▶ Dataset records
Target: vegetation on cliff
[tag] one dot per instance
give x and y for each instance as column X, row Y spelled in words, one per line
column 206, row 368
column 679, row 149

==

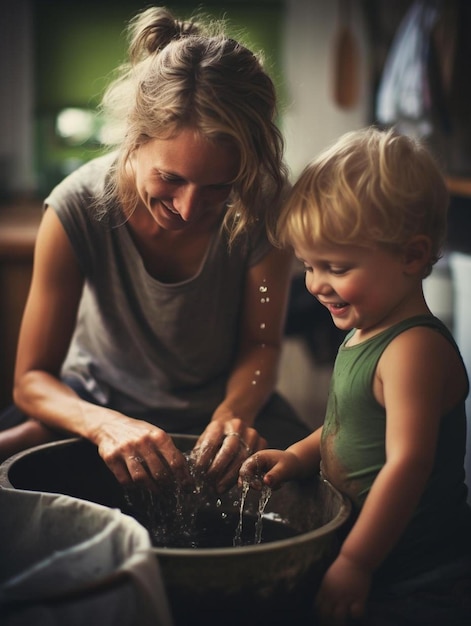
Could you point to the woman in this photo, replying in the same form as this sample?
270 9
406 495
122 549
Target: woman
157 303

--

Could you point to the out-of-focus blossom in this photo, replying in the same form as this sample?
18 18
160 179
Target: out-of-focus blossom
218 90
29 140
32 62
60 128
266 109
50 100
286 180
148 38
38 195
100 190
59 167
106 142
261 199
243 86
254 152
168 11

▶ Task prompt
Nothing but a number is expected: how many lines in the listing above contain "point"?

▶ Result for this task
2